Akan tetapi agar seorang kuasa mempunyai kualitas untuk mengucapkan ikrar talak, harus berdasar kuasa khusus yang berbentuk “autentik”. Di dalam surat kuasa khusus tersebut harus dengan tegas dicantumkan bahwa pemberian kuasa untuk “mengucapkan ikrar talak”.jadi di samping bentuk surat kuasa khususnya autentik, redaksionalnya juga harus secara tegas memberi kuasa untuk mengucapkan ikrar talak. Kedua unsur tersebut merupakan syarat formal keabsahan kuasa. Salah satu unsur tidak diipenuhi, mengakibatkan kuasa tidak berwenang mengucapkan ikrar talak.[9]
Sebaliknya kuasa yang mewakili istri cukup didasarkan surat kuasa khusus biasa, dan tidak mesti berbentuk autentik. Dengan surat kuasa khusus biasa, kuasa dapat mewakili kepentingan hukum istri dalam sidang penyaksian ikrar talak. Hal ini perlu dijelaskan, agar pihak pejabat pengadilan tidak bersikap berlebih memberati pihak istri dalam pembuatan surat kuasa.
Apabila seorang suami menyerahkan masalah istrinya kepada seseorang, penyerahannya sah seperti kalau ia menyerahkannya kepada istrinya. Penyerahan kepada orang lain adalah mewakilkan, baik si suami mengatakan; “persoalan istriku terserah kepadamu” atau suami mengatakan;”Saya serahkan kepadamu untuk menentukan perceraian istriku” atau dengan menyuruh “Ceraikan istriku”[10]
Dalam menyikapi permasalahan ikrar talak yang dikuasakan kepada wakil perempuan tersebut ulama' fiqih terbelah menjadi dua. Ada yang berpendapat bahwa hal tersebut dapat dibenarkan dan sebaliknya ada pula yang berpendapat tidak dibenarkan.

===============

TUGAS TERTULIS: Lanjutkan teks di atas tentang pemberian kuasa untuk mengucapkan ikrar talak, dimulai setelah kalimat terakhirnya.

Kutipan set data penunjukan:
===============

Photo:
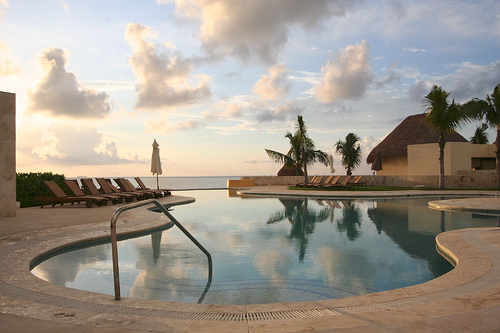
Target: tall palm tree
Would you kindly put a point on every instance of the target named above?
(444, 117)
(350, 152)
(489, 111)
(480, 136)
(302, 151)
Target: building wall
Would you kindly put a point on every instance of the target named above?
(423, 159)
(394, 166)
(7, 154)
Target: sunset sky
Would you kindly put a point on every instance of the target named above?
(215, 82)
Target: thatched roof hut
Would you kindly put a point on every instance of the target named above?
(413, 130)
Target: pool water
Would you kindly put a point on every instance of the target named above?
(268, 250)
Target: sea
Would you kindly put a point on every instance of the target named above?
(186, 183)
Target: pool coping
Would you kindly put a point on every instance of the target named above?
(471, 288)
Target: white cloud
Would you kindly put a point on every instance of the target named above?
(413, 49)
(59, 93)
(71, 145)
(224, 110)
(165, 126)
(282, 111)
(347, 76)
(165, 80)
(254, 29)
(274, 85)
(3, 7)
(8, 62)
(472, 80)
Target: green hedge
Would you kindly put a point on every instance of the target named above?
(30, 185)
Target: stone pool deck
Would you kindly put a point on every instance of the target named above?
(464, 300)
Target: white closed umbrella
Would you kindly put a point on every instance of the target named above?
(156, 163)
(330, 158)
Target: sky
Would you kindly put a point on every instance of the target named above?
(216, 82)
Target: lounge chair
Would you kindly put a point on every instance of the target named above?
(109, 188)
(127, 187)
(77, 191)
(61, 197)
(314, 181)
(90, 186)
(142, 186)
(332, 180)
(340, 182)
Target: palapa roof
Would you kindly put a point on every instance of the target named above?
(412, 131)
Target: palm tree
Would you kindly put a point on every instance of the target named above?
(489, 111)
(350, 151)
(302, 151)
(444, 118)
(480, 136)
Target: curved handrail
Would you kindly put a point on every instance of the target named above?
(114, 240)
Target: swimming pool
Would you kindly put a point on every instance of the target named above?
(268, 250)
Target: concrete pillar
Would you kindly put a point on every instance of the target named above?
(7, 154)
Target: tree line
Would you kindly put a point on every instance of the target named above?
(441, 115)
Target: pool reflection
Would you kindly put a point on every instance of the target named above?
(273, 250)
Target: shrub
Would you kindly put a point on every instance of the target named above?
(30, 186)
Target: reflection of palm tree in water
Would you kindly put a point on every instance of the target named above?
(302, 218)
(350, 221)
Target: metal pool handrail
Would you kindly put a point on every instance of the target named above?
(114, 240)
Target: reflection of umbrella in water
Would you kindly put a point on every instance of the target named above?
(156, 243)
(377, 164)
(330, 160)
(156, 163)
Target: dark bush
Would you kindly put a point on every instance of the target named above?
(30, 186)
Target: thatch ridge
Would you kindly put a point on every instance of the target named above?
(413, 130)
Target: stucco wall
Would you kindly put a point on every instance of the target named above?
(7, 154)
(423, 159)
(397, 165)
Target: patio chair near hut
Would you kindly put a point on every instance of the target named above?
(60, 197)
(315, 180)
(90, 186)
(142, 186)
(127, 187)
(77, 191)
(342, 181)
(108, 188)
(332, 180)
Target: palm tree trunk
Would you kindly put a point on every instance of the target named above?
(497, 152)
(441, 143)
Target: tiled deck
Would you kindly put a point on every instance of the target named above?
(466, 299)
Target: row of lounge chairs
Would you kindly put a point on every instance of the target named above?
(331, 181)
(107, 192)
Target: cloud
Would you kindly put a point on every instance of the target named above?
(60, 94)
(413, 49)
(417, 92)
(8, 61)
(165, 80)
(274, 85)
(165, 126)
(347, 76)
(256, 29)
(225, 110)
(3, 7)
(78, 145)
(472, 80)
(282, 111)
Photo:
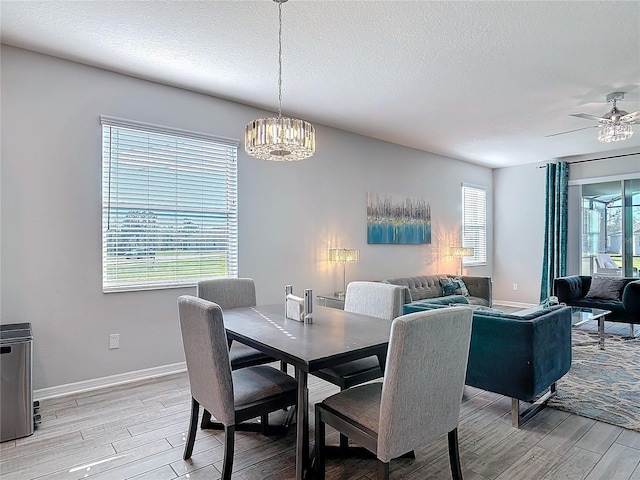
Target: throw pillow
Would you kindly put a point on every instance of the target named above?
(477, 308)
(454, 286)
(605, 288)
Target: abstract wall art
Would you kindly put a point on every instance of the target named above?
(397, 219)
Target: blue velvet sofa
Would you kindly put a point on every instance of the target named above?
(521, 357)
(623, 300)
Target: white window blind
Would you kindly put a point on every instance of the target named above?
(169, 206)
(474, 223)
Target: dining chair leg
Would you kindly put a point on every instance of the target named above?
(383, 470)
(319, 446)
(229, 441)
(193, 425)
(454, 455)
(206, 419)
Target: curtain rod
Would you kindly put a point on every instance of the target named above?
(594, 159)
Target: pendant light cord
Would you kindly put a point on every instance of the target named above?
(279, 60)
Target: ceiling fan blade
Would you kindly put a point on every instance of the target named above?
(633, 117)
(586, 115)
(571, 131)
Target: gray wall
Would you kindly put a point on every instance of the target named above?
(289, 214)
(519, 210)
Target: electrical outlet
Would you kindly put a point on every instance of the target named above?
(114, 340)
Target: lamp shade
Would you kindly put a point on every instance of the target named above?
(344, 255)
(461, 252)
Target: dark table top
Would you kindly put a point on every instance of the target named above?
(334, 337)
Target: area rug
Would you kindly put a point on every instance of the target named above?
(602, 384)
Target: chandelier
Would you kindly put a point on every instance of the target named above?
(280, 139)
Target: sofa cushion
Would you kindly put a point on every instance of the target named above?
(606, 288)
(458, 300)
(454, 286)
(427, 286)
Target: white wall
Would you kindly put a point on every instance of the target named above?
(289, 214)
(519, 211)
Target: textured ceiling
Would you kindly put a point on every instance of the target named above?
(480, 81)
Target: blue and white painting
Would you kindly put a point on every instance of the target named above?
(396, 219)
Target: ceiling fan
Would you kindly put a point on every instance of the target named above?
(614, 125)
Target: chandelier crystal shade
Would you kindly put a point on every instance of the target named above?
(280, 139)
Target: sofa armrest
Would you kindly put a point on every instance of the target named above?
(519, 358)
(631, 300)
(479, 287)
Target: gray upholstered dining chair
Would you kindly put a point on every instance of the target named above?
(418, 399)
(376, 299)
(234, 293)
(232, 396)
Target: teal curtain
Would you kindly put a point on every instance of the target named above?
(555, 233)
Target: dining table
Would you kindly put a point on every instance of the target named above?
(335, 336)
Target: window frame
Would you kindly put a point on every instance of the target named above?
(165, 164)
(469, 239)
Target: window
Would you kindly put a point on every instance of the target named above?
(611, 228)
(169, 206)
(474, 223)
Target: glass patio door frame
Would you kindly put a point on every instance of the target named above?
(585, 260)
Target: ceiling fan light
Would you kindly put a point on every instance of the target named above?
(614, 132)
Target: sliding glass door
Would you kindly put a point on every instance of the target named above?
(611, 228)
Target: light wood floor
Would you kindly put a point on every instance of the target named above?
(138, 431)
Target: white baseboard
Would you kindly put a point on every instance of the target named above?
(513, 304)
(103, 382)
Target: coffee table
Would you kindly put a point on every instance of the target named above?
(580, 315)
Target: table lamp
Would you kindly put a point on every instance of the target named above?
(343, 256)
(461, 252)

===============

HASIL TUGAS:
Sepanjang sejarah Islam, tidak ada ahli hukum sepakat satu sama lainnya. Jika Ibn Taimiyah berpikir talak tiga dengan sekali ucapan tidak diperbolehkan, ahli hukum Islam yang lain memperbolehkannya. Jika para ahli hukum Syi’ah membolehkan kawin mut’ah maka umat Islam Sunni tidak membolehkannya. Perbedaan-perbedaan ini telah dijelaskan dalam berbagai buku-buku Islam.[11] Begitu juga dalam permasalahan ini banyak perbedaan di kalangan para ahli hukum Islam (fuqaha’)
Terlepas dari perbedaan pendapat yang tidak memperbolehkan adanya wakalah dalam talak. Tidak sedikit pula yang memperbolehkan wakalah tersebut karena dengan mengambil syarat yang ada pada muwakal fih, talak sudah memenuhi syarat tersebut baik mengenai dimiliki oleh pemberi kuasa ataupun layak untuk dikuasakan. Seperti halnya nikah yang bisa diwakilkan, maka talak juga bisa untuk diwakilkan.[12] Karena pernah diriwayatkan peristiwa talak Fatimah binti Qais yang menjatuhkan talak kepadanya seorang wakil dari suaminya.
Membahas tentang pihak yang memberi kuasa dan yang diberi kuasa, Syafi’iyah memberikan keterangan syarat wakil yang diberi kuasa. Sebagaimana disyaratkan untuk orang yang memberikan kuasa yaitu dengan melihat sisi dimana ia berhak melakukan untuk dirinya sendiri sesuatu yang ingin ia wakilkan kepada orang lain. Syarat itu juga berlaku pada wakil yang diberikan kuasa yaitu dia termasuk orang yang berhak melakukan untuk dirinya sendiri sesuatu yang ingin diwakilkan kepadanya dari orang lain.[13]
Pokok permasalahan dalam ikrar talak yang diwakilkan kepada kuasa hukum perempuan adalah dengan melihat kredibilitas wakil itu sendiri. Syarbini memberikan syarat pada seorang wakil dengan redaksi صحة مباشرته التصرف لنفسه yaitu seorang yang bertindak sebagai wakil haruslah sah melakukan sesuatu yang diwakilkan kepadanya.[14] Sesungguhnya orang yang melakukan sesuatu untuk dirinya sendiri itu atas jalan menempuh hak, sedangkan untuk melakukan sesuatu untuk orang lain hanyalah sebagai pengganti. Jika orang itu untuk dirinya sendiri dalam penuntutan hak saja tidak kuasa untuk memenuhinya, lalu bagaimana dia dapat menggantikan orang lain.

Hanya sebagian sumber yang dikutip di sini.